**EXTRAIT:**
4th ISAPL International Congress, 23-27 juin 1994.

   

La plupart des verbes dits "transitifs" et certains "intransitifs" peuvent  s'employer, en discours, avec des pronoms comme compléments.

Il est des verbes qui n'acceptent jamais d'autres compléments que des pronoms, ex.: s'évanouir, se rebeller, se renfrogner....; le pronom s'accorde alors, formellement, avec le sujet et coïncide référentiellement avec lui (c'est le principe de coréférence). Considérons ces verbes ainsi que les constructions qu'ils entraînent comme des pronominaux de langue.

Nous appellerons "construction pronominale" toute construction avec un pronom comme complément. Seront écartés, ici, le cas des constructions pronominales à sujet pluriel qui peuvent recevoir une interprétation réciproque, ex.: ils s'aiment, ils se battent, ils se mordent... ainsi que celui des constructions dont le pronom complément, non référentiel,  ne se déclinant pas apparaît  invariablement sous la forme se,  ex.: le  café se boit chaud

Nous regarderons, en revanche, les constructions de discours aux deux personnes du dialogue.

Ces constructions peuvent, pour une même forme verbale, présenter ou ne pas présenter de différences sémantiques notables selon qu'elles sont employées dans un cadre coréférentiel ou non coréférentiel.

**CONSIGNE:** Prolongez l'extrait consacré aux constructions pronominales au-delà de sa dernière phrase. Les enregistrements qui suivent ne sont d'aucune utilité ici.

**DONNÉES BRUTES:**

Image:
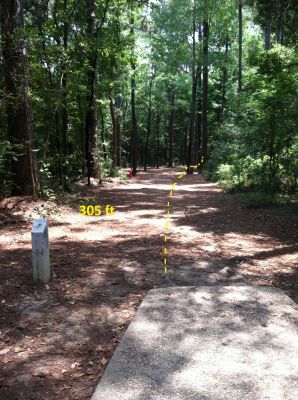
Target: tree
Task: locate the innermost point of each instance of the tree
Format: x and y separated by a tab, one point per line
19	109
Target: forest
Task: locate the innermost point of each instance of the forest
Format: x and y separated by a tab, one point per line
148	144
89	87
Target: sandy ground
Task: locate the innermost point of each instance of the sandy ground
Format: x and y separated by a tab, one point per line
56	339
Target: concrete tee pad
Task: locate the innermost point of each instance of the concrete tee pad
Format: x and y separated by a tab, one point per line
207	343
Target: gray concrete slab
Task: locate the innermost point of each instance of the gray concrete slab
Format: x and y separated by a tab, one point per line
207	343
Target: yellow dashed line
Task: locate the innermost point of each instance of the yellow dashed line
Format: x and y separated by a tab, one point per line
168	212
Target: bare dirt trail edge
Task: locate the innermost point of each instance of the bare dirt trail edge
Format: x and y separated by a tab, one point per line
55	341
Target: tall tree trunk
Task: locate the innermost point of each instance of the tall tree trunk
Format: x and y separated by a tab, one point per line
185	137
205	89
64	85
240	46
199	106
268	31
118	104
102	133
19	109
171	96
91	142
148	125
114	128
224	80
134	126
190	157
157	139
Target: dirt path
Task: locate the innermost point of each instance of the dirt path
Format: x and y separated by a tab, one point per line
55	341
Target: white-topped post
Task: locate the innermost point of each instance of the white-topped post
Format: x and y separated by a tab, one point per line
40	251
==
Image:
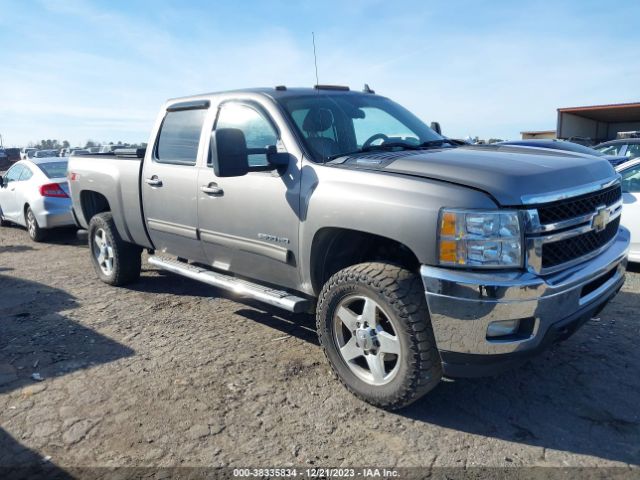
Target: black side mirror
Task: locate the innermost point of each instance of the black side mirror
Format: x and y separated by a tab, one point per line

**RÉPONSE ATTENDUE:**
Du point de vue linguistique, ou on considère avoir affaire à un seul et même verbe quel que soit son emploi (ex. le verbe renseigner,  le verbe reposer...) ou bien à des paires de verbes différents (ex. :  renseigner / se renseigner, reposer / se reposer...). Chacune des positions pouvant se défendre avec des arguments appropriés, il n'entre pas dans notre propos, en l'occurrence, de trancher mais de regarder comment s'effectue la modification sémantique éventuelle à l'endroit de cette articulation  entre coréférence et non coréférence.

Les emplois pronominaux de verbes se créent avec une telle facilité, surtout dans les discours les plus familiers qu'il est légitime de postuler l'existence de mécanismes relativement simples et efficaces pour le permettre. Ces emplois semblant offrir une structure d'accueil privilégiée à toutes sortes de lexèmes verbaux- courants, argotiques ou étrangers, ex.: s'éclater, se camer,  se shooter, se scracher....- quel modèle préside-t-il à leur productivité ? Le principe qui en favorise l'éclosion -et donc la compréhension- est-il si rudimentaire, univoque, transparent ?

Nous verrons qu'un tel principe -ou mieux, un ensemble cohérent de principes- règle effectivement cette dynamique sauf qu'il n'est pas d'ordre linguistique mais psychologique. Pour le montrer, nous dégagerons d'abord différents types de constructions pronominales selon leur comportement sémantico-syntaxique dans le cadre de l'énoncé minimum.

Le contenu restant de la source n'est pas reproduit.